[PROBLEM TO SOLVE]:
Please write out the records below line for line, with no changes.

--

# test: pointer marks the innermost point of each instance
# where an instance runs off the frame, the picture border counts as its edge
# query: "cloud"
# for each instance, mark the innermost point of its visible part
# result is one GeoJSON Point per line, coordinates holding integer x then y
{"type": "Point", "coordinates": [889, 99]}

--

[PROBLEM SOLUTION]:
# test: pointer marks the innermost point of each instance
# where an instance runs off the frame, the picture border counts as its edge
# query: "cloud"
# for each instance, mark the innermost point of its visible part
# result is one GeoJSON Point per line, coordinates holding integer x then y
{"type": "Point", "coordinates": [889, 99]}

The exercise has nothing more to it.